WORK TO COMPLETE:
Swap "weathered wooden board" for "worn timber plank" throughout the items and write them out again, leaving everything else as it is.

Position identification records:
○ ○ ○ ○

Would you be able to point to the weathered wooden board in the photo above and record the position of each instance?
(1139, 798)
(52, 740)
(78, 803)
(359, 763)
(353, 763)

○ ○ ○ ○

EXERCISE OUTPUT:
Would you be able to point to the worn timber plank in the photo above and record the position of each instance?
(1139, 798)
(52, 740)
(78, 803)
(359, 763)
(353, 763)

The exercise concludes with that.